### [Exercise]
Wherever a line holds the word "tire", copy that line from the data.

(Excerpts from a dataset)

_ _ _ _

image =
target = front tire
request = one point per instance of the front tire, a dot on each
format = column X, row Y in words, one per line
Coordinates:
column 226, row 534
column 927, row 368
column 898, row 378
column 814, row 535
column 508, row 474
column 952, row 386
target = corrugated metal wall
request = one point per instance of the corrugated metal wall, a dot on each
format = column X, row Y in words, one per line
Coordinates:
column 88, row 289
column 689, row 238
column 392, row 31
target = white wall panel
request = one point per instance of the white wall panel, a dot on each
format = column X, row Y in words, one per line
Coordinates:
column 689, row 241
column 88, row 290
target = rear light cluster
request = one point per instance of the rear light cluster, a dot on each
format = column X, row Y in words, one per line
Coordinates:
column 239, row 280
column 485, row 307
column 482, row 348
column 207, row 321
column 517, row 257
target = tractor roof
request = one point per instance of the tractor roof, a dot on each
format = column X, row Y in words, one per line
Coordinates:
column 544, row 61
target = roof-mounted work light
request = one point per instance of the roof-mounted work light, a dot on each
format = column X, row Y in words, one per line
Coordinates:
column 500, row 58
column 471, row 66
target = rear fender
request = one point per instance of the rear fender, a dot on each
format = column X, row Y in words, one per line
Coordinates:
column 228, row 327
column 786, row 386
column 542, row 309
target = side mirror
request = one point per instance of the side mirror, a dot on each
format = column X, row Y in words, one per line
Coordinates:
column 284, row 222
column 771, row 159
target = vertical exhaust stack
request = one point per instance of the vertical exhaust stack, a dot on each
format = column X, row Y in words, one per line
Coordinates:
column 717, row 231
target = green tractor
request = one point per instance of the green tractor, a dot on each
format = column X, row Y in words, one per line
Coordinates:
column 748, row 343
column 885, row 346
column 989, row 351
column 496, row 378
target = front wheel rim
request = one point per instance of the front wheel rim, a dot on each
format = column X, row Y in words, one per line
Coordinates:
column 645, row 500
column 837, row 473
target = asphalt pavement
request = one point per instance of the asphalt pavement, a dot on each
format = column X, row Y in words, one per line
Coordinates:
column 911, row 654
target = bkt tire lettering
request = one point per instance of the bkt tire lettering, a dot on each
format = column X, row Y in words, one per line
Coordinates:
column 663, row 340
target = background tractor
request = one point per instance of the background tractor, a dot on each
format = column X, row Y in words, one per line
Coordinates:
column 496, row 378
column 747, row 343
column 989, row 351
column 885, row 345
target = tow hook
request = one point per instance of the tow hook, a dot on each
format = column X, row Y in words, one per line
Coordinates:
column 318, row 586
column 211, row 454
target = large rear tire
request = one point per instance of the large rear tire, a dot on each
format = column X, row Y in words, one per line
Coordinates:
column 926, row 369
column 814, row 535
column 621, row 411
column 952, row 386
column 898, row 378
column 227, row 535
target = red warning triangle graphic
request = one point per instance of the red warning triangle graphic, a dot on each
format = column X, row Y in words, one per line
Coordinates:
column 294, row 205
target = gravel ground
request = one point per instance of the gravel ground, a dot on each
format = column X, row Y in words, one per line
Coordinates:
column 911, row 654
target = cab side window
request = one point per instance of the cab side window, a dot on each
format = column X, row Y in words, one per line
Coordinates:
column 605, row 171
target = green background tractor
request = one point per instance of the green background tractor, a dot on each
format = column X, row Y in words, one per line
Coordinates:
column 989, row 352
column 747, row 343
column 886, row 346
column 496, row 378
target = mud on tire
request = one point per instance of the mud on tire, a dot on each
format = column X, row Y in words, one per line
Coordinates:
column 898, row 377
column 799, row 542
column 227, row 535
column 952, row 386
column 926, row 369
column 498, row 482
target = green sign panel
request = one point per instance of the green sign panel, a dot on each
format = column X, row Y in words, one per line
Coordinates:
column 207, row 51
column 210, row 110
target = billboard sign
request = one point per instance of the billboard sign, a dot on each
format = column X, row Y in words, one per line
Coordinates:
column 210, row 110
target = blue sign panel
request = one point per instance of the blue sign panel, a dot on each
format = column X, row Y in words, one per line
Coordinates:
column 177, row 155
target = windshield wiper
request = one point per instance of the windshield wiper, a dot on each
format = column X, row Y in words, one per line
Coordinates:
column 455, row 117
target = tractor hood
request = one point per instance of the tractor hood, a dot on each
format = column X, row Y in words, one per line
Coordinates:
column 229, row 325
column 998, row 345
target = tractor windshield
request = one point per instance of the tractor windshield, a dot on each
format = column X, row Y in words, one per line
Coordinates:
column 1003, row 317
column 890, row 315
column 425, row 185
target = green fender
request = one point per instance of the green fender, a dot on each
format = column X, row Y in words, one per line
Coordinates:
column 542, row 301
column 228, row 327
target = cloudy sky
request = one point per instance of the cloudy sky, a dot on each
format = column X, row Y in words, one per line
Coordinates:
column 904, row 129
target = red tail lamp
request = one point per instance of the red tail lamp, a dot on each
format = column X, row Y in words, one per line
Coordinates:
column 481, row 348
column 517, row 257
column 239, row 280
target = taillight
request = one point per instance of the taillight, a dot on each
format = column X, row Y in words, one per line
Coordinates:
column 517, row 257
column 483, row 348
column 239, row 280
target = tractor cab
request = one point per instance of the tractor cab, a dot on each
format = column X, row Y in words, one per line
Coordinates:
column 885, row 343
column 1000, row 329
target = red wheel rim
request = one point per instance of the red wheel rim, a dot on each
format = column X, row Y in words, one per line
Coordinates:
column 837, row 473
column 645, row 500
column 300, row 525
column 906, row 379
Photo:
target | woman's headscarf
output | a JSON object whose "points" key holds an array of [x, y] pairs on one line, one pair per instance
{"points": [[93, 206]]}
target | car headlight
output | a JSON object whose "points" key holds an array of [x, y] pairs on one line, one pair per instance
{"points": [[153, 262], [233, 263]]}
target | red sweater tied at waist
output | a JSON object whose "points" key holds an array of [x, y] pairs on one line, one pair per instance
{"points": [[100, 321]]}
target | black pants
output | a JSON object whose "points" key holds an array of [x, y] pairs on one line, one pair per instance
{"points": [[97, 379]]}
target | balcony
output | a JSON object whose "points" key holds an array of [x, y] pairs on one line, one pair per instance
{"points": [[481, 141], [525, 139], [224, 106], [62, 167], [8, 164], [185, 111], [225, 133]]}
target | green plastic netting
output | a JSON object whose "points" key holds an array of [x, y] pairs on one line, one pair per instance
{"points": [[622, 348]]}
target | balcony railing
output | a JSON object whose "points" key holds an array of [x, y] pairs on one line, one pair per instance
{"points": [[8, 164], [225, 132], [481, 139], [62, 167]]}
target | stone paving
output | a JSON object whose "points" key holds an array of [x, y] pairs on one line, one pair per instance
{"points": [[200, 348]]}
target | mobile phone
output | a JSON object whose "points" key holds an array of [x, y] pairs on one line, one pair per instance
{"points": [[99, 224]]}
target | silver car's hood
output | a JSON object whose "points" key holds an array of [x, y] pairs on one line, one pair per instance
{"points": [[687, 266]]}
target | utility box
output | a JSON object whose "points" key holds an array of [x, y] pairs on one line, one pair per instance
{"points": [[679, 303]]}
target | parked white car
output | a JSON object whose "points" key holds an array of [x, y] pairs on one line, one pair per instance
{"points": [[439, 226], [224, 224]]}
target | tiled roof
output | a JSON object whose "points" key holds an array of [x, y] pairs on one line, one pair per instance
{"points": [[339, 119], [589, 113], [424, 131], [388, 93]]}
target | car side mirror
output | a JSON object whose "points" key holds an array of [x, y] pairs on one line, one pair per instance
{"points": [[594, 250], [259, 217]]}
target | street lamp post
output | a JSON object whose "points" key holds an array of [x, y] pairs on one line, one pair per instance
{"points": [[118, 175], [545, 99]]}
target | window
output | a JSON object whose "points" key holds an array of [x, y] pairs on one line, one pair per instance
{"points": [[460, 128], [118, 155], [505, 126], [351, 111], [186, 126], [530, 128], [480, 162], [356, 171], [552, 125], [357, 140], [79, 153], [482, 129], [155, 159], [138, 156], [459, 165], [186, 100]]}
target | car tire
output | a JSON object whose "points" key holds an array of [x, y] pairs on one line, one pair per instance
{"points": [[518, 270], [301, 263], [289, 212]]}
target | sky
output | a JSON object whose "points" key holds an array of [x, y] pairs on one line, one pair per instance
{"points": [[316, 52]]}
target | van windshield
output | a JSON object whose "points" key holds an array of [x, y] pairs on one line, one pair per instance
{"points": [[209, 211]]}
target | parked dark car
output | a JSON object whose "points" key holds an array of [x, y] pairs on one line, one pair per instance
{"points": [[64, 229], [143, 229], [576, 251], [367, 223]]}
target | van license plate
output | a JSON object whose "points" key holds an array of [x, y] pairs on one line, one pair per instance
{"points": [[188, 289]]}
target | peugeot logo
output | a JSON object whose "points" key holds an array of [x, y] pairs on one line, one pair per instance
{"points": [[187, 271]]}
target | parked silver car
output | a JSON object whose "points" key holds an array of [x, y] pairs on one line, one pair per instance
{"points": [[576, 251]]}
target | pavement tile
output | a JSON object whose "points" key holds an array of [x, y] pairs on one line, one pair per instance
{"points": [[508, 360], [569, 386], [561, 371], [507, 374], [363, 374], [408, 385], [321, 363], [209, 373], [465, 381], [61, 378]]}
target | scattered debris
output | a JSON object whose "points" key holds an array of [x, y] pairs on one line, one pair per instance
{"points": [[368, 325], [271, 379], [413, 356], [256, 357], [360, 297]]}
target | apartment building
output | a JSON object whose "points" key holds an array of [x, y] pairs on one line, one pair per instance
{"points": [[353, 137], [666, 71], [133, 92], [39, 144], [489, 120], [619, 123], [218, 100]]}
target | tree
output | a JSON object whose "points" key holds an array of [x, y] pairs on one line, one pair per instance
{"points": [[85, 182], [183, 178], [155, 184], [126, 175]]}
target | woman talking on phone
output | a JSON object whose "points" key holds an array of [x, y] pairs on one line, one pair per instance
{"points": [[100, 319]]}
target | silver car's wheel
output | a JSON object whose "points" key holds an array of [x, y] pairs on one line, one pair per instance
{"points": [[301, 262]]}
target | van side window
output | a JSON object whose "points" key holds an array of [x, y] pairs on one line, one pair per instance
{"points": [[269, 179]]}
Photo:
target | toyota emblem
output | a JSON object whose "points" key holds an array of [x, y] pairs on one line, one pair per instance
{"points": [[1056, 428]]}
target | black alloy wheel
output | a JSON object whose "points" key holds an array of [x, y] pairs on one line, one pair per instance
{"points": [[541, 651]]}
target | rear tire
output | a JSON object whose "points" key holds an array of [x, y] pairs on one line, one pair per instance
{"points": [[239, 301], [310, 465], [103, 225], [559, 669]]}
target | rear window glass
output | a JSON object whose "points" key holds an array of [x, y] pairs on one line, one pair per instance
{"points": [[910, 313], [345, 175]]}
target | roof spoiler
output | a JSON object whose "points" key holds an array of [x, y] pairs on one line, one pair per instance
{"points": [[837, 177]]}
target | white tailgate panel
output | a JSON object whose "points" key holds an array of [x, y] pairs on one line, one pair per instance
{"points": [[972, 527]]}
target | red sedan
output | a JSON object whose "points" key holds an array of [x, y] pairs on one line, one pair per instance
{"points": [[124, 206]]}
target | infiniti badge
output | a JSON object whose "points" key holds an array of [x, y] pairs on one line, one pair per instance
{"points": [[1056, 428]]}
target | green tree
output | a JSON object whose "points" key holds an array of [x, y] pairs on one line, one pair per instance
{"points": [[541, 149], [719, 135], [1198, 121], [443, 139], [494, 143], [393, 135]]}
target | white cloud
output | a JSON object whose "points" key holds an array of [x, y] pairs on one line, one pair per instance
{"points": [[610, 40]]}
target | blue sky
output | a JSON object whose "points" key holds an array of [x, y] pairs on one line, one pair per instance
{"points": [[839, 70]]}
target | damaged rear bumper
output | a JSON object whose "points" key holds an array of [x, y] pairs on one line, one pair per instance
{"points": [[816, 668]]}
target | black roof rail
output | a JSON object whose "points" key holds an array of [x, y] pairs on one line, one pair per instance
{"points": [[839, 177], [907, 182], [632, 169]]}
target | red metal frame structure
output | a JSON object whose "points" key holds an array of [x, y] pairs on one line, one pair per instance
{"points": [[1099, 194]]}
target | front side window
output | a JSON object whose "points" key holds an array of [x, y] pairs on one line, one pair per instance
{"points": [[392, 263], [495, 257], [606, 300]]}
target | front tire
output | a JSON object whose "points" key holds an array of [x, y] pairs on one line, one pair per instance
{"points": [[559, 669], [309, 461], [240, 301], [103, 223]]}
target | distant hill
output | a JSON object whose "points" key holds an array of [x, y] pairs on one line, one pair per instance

_ _ _ _

### [Result of the task]
target = front tire
request = one point per instance of the front tire, a dot on each
target = bkt tire lettering
request = one point per instance of the bkt tire lettering, a dot on each
target = large rear tire
request = one point per instance of the large rear tire, a dot on each
target = mud on tire
request = one point per instance of the mud on tire, a dot on each
target | car tire
target | rear tire
target | front tire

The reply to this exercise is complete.